The records:
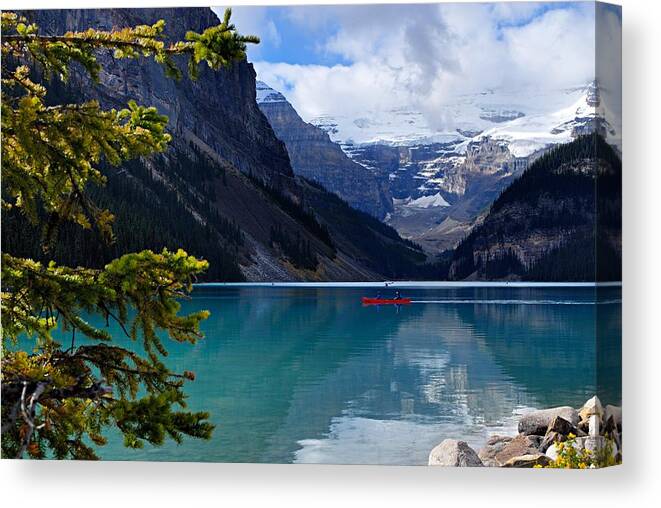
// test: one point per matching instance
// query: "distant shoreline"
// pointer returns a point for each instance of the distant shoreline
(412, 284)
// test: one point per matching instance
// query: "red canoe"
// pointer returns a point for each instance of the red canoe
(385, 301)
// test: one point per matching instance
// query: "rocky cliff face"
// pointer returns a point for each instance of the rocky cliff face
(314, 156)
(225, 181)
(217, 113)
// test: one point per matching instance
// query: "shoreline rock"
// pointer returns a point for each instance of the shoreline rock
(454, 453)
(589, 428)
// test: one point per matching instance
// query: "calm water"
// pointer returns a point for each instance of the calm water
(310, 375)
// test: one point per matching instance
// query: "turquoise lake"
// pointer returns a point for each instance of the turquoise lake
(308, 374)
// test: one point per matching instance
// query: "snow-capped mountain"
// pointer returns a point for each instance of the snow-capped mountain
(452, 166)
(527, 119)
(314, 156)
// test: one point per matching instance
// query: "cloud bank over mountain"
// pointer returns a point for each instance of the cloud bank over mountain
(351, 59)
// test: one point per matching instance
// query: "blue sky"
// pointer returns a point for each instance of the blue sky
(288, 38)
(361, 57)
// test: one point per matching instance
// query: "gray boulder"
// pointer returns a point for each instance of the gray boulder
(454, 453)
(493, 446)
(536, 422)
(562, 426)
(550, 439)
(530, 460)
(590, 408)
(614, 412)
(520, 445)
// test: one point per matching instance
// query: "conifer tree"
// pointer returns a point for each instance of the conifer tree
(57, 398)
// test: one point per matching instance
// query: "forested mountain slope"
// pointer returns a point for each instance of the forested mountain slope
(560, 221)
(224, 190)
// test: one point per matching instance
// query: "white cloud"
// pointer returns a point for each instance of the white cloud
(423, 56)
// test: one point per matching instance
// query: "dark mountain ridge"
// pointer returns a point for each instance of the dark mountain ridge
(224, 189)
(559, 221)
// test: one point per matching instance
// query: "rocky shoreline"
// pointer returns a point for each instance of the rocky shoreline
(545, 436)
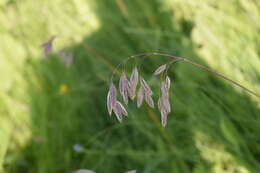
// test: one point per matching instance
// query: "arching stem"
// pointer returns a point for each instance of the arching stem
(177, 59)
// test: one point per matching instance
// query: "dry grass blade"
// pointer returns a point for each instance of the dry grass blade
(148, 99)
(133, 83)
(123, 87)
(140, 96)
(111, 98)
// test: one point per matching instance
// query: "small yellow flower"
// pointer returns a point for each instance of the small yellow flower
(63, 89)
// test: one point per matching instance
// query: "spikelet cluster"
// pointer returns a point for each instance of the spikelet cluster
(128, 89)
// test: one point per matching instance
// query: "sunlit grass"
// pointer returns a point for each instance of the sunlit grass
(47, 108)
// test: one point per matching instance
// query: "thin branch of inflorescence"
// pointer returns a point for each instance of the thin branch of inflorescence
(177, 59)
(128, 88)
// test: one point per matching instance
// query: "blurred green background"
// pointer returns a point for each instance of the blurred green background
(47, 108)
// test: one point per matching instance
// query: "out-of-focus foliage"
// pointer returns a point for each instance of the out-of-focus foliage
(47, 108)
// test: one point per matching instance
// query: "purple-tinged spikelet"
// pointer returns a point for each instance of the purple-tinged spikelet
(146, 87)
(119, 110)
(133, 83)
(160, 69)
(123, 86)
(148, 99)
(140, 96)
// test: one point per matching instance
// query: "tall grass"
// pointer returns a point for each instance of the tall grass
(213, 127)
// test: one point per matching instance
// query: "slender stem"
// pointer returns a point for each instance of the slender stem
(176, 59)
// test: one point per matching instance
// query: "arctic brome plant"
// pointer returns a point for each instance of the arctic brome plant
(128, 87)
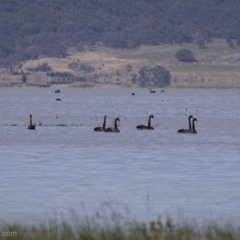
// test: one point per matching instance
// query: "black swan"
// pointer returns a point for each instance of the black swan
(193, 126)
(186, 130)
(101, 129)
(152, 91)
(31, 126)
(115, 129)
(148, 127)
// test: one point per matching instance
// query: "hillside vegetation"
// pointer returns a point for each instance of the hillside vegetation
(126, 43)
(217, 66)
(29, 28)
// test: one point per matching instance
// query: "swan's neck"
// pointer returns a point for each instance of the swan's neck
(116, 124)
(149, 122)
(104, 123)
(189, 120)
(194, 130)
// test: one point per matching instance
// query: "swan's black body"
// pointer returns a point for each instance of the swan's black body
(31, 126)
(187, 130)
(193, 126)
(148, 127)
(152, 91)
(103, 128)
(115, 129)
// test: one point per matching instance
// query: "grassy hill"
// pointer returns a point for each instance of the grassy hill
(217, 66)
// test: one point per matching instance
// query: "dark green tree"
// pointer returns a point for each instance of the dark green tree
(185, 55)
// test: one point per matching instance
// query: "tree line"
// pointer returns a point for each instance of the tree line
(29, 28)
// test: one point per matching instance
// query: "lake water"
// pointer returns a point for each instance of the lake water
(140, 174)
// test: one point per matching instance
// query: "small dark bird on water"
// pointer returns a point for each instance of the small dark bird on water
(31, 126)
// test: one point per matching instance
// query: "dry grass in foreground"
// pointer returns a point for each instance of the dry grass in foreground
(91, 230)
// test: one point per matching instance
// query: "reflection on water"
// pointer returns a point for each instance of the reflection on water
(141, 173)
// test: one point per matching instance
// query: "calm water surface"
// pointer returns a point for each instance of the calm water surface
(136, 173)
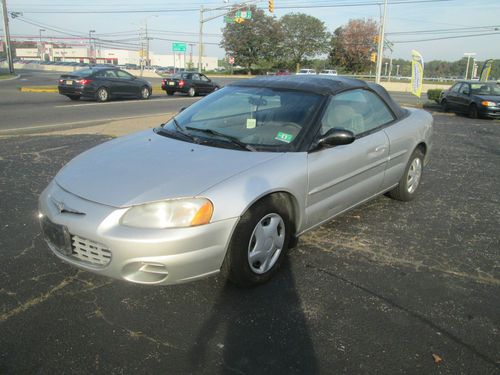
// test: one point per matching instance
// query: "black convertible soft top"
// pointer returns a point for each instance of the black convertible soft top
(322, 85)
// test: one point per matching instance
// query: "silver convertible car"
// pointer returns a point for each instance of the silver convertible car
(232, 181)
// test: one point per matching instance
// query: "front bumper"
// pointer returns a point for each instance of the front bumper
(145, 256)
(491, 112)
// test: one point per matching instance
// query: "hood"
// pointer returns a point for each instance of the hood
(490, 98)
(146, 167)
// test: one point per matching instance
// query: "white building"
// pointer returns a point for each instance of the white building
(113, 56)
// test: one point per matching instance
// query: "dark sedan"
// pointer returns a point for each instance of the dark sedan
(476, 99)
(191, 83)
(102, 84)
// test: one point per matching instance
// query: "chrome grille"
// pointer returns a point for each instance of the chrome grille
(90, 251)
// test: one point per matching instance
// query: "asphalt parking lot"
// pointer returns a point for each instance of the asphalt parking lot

...

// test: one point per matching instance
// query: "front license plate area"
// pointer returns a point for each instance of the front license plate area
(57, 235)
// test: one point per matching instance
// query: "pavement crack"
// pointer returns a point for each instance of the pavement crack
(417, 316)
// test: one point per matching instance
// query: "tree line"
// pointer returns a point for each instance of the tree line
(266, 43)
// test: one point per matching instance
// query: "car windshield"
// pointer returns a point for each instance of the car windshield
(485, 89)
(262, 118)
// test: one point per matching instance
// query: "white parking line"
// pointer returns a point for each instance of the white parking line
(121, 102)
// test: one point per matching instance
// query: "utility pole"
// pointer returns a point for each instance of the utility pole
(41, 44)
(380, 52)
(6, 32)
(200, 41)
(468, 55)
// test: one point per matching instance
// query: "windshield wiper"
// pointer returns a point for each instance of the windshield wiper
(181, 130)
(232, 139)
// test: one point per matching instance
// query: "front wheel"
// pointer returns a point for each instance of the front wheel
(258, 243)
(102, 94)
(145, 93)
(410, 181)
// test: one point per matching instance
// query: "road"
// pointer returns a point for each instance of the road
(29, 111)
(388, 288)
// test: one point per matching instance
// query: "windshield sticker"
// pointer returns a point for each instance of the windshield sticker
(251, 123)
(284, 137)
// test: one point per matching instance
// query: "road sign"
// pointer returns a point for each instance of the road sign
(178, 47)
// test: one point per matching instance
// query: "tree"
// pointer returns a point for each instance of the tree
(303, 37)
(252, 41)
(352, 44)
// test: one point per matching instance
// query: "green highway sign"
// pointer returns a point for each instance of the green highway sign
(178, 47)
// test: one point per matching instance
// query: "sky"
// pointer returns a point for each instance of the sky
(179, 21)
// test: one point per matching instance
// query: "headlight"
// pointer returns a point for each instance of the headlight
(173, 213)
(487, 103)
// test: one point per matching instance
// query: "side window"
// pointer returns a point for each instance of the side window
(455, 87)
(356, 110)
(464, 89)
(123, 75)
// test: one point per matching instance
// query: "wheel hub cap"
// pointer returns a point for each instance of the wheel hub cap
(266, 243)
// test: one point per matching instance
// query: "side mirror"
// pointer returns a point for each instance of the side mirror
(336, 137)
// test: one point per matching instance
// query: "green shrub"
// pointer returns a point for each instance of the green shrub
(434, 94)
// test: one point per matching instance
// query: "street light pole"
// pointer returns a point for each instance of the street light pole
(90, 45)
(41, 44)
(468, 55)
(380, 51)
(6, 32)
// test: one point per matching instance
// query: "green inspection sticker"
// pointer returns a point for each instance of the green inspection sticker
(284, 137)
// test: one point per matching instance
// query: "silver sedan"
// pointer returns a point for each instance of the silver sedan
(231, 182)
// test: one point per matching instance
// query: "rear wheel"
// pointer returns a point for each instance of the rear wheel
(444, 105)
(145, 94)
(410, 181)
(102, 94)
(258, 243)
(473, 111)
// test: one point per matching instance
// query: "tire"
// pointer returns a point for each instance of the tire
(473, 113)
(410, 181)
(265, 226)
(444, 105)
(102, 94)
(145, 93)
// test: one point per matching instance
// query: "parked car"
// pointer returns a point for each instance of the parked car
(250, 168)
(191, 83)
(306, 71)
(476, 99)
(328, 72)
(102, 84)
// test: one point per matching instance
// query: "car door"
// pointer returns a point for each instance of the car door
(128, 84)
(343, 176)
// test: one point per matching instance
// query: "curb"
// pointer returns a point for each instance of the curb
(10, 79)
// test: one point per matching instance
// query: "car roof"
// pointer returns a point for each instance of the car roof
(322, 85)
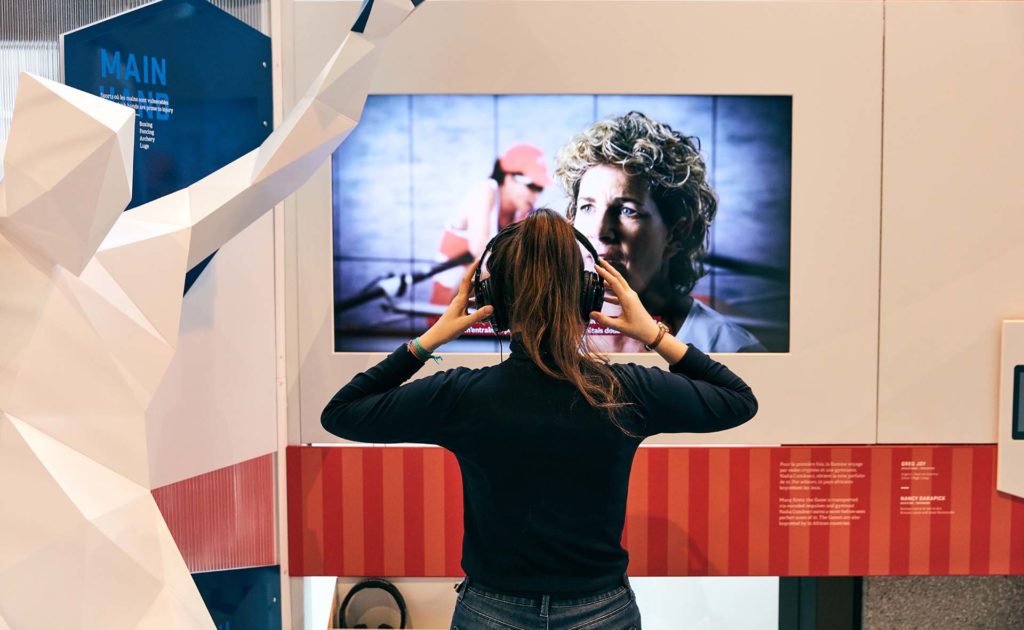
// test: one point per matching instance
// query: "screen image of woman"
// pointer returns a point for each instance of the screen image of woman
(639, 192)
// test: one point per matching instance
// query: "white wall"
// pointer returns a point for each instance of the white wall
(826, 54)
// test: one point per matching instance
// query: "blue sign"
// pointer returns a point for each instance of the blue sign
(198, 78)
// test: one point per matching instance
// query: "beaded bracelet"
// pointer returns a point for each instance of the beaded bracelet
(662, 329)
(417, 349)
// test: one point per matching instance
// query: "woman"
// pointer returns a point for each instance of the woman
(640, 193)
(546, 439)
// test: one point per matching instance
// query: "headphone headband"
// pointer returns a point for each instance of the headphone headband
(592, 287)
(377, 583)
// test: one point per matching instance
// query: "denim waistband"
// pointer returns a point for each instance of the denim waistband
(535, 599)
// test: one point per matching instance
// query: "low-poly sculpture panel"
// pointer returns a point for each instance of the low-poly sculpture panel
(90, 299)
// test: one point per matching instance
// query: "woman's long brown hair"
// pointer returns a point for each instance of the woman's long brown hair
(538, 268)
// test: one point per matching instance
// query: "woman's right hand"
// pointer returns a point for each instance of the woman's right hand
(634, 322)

Objective:
Count the lines in the material above that contain "bracelet", and give only the number.

Expected output:
2